Extend the analysis of Credo Technology Group past its final bullet point, keeping the same tone and format.

▶ [TEXT PASSAGE]
▬▬▬▬▬▬▬▬▬▬

Key Takeaways
- Rapid adoption of AEC and advanced DSP technologies positions the company for outsized market share and sustained high-margin growth beyond analyst expectations.
- Increasing demand from AI, data center, and diversified markets, plus newfound IP monetization, sets up significant recurring revenue and lower customer risk.
- Heavy reliance on a few hyperscale customers and industry shifts expose Credo to revenue volatility, margin pressure, and increasing competitive and regulatory risks.
Catalysts
About Credo Technology Group Holding- Provides various high-speed connectivity solutions for optical and electrical Ethernet, and PCIe applications in the United States, Taiwan, Mainland China, Hong Kong, and internationally.
- Analyst consensus expects Credo's AEC and PCIe product lines to expand total addressable market and revenue, but this significantly underestimates the magnitude and speed of the ramp: recent results show AEC adoption is accelerating at an unprecedented rate across both intra
- and inter-rack use cases, and new hyperscaler wins point to multiple years of outsized revenue growth, well above prior estimates for the entire connectivity market.
- Analysts broadly agree that optical DSP and PCIe retimers will be substantial future growth drivers, but this view is still conservative-Credo's leapfrogging to 3-nanometer for optical DSP, system-level design engagement, and customer-specific innovation position the company for outsized share in the inevitable 1.6T upgrade cycle, while its protocol-agnostic retimer platform could capture the majority of PCIe, Ethernet, and proprietary AI interconnects, driving superior gross and net margins as network speeds scale.
- The accelerating proliferation of AI, cloud, and next-generation data center architectures is not only driving robust demand for Credo's high-speed, low-power connectivity but is also creating new, yet unquantified use-cases such as expanded GPU-memory connect and disaggregated, modular compute, setting the stage for step-function expansion in recurring product revenues over the next 3–5 years.
- Recent moves to settle IP litigation and expand licensing relationships indicate a clear intent to monetize proprietary SerDes and DSP intellectual property, creating a potential high-margin, recurring royalty stream that is currently not reflected in analyst models, with upside to long-term profitability and cash flow.

▬▬▬▬▬▬▬▬▬▬

▶ [GIVEN ENTRIES]
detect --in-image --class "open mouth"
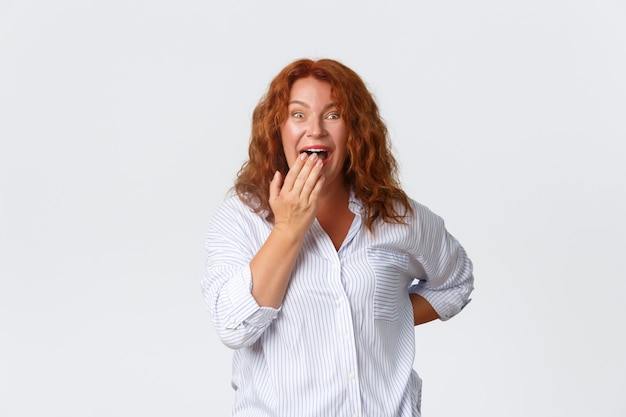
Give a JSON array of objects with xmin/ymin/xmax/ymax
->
[{"xmin": 300, "ymin": 149, "xmax": 328, "ymax": 161}]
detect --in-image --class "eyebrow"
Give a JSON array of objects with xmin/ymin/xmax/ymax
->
[{"xmin": 287, "ymin": 100, "xmax": 337, "ymax": 110}]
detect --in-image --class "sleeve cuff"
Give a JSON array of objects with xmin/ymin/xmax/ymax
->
[
  {"xmin": 226, "ymin": 268, "xmax": 280, "ymax": 329},
  {"xmin": 409, "ymin": 284, "xmax": 472, "ymax": 321}
]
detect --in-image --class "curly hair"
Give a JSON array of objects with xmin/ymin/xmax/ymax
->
[{"xmin": 234, "ymin": 59, "xmax": 412, "ymax": 230}]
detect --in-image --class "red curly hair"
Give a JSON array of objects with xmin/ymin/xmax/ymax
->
[{"xmin": 234, "ymin": 59, "xmax": 412, "ymax": 230}]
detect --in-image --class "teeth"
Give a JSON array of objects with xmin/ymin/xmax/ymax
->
[{"xmin": 300, "ymin": 149, "xmax": 328, "ymax": 160}]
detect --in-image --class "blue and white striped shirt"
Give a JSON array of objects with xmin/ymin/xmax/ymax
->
[{"xmin": 202, "ymin": 193, "xmax": 473, "ymax": 417}]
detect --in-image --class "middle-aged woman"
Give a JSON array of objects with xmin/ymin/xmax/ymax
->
[{"xmin": 203, "ymin": 59, "xmax": 473, "ymax": 417}]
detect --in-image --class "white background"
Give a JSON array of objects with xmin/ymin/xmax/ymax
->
[{"xmin": 0, "ymin": 0, "xmax": 626, "ymax": 417}]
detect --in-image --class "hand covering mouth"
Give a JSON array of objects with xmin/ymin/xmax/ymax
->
[{"xmin": 300, "ymin": 148, "xmax": 328, "ymax": 161}]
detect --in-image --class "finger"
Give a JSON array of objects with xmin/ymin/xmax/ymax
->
[
  {"xmin": 309, "ymin": 175, "xmax": 326, "ymax": 205},
  {"xmin": 283, "ymin": 153, "xmax": 308, "ymax": 191},
  {"xmin": 270, "ymin": 171, "xmax": 282, "ymax": 200},
  {"xmin": 300, "ymin": 158, "xmax": 324, "ymax": 202},
  {"xmin": 292, "ymin": 154, "xmax": 321, "ymax": 197}
]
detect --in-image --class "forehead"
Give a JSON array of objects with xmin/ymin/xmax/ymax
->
[{"xmin": 289, "ymin": 77, "xmax": 333, "ymax": 101}]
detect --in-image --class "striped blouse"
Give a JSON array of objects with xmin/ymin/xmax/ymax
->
[{"xmin": 202, "ymin": 193, "xmax": 473, "ymax": 417}]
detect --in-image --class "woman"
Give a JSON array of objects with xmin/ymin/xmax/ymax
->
[{"xmin": 202, "ymin": 59, "xmax": 473, "ymax": 417}]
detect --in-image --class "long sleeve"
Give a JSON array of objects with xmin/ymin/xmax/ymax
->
[
  {"xmin": 202, "ymin": 198, "xmax": 278, "ymax": 349},
  {"xmin": 409, "ymin": 200, "xmax": 474, "ymax": 320}
]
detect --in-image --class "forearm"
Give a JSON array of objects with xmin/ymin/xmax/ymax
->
[{"xmin": 409, "ymin": 294, "xmax": 439, "ymax": 326}]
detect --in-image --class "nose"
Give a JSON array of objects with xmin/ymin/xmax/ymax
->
[{"xmin": 307, "ymin": 117, "xmax": 326, "ymax": 138}]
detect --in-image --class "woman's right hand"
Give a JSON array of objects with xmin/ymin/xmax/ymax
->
[{"xmin": 269, "ymin": 153, "xmax": 324, "ymax": 237}]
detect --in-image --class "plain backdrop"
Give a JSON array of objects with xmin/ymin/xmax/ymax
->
[{"xmin": 0, "ymin": 0, "xmax": 626, "ymax": 417}]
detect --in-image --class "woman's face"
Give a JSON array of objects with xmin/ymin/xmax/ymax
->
[{"xmin": 280, "ymin": 77, "xmax": 348, "ymax": 188}]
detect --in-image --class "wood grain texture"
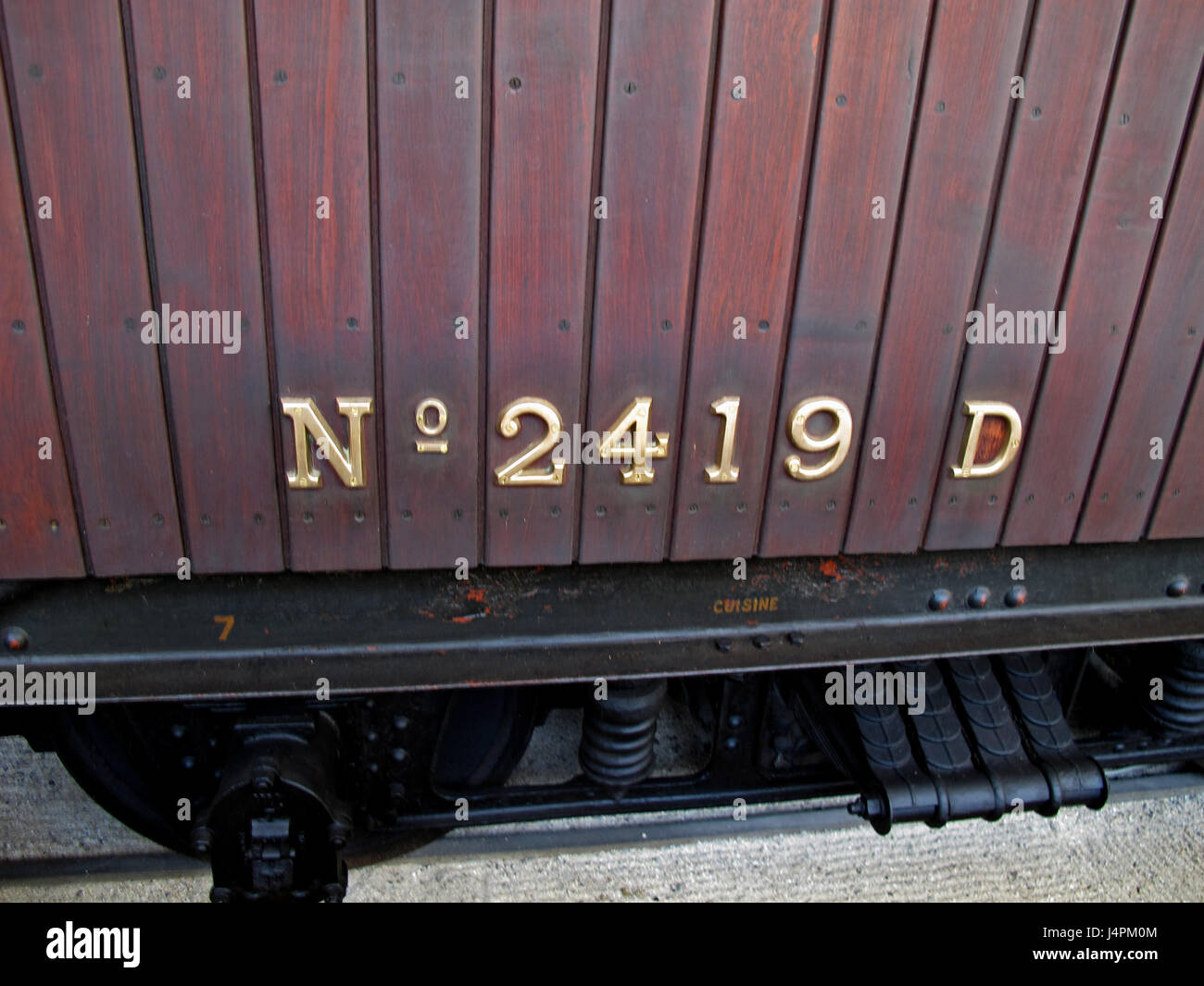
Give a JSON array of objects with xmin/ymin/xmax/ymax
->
[
  {"xmin": 844, "ymin": 0, "xmax": 1026, "ymax": 553},
  {"xmin": 1075, "ymin": 104, "xmax": 1204, "ymax": 542},
  {"xmin": 671, "ymin": 0, "xmax": 823, "ymax": 560},
  {"xmin": 578, "ymin": 0, "xmax": 715, "ymax": 564},
  {"xmin": 485, "ymin": 0, "xmax": 601, "ymax": 565},
  {"xmin": 759, "ymin": 0, "xmax": 931, "ymax": 555},
  {"xmin": 130, "ymin": 0, "xmax": 284, "ymax": 572},
  {"xmin": 924, "ymin": 0, "xmax": 1126, "ymax": 550},
  {"xmin": 377, "ymin": 0, "xmax": 484, "ymax": 568},
  {"xmin": 1148, "ymin": 356, "xmax": 1204, "ymax": 538},
  {"xmin": 4, "ymin": 0, "xmax": 182, "ymax": 576},
  {"xmin": 0, "ymin": 42, "xmax": 84, "ymax": 579},
  {"xmin": 1003, "ymin": 1, "xmax": 1204, "ymax": 544},
  {"xmin": 256, "ymin": 0, "xmax": 382, "ymax": 570}
]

▬▬▬▬▬▬▬▬▬▬

▶ [ANSWER FOR THE TASK]
- The continued expansion into new hyperscaler, neo-cloud, sovereign, and non-cloud markets (including automotive and 5G infrastructure) will diversify the customer base even further, lowering concentration risk, supporting sustainable revenue growth, and enabling stronger operating leverage as Credo scales with global AI and datacenter megatrends.
Credo Technology Group Holding Future Earnings and Revenue Growth
Assumptions
How have these above catalysts been quantified?- This narrative explores a more optimistic perspective on Credo Technology Group Holding compared to the consensus, based on a Fair Value that aligns with the bullish cohort of analysts.
- The bullish analysts are assuming Credo Technology Group Holding's revenue will grow by 40.5% annually over the next 3 years.
- The bullish analysts assume that profit margins will increase from 20.8% today to 30.8% in 3 years time.
- The bullish analysts expect earnings to reach $512.1 million (and earnings per share of $2.59) by about September 2028, up from $125.1 million today. The analysts are largely in agreement about this estimate.
- In order for the above numbers to justify the price target of the more bullish analyst cohort, the company would need to trade at a PE ratio of 82.0x on those 2028 earnings, down from 185.2x today. This future PE is greater than the current PE for the US Semiconductor industry at 30.1x.
- Analysts expect the number of shares outstanding to grow by 3.53% per year for the next 3 years.
- To value all of this in today's terms, we will use a discount rate of 10.06%, as per the Simply Wall St company report.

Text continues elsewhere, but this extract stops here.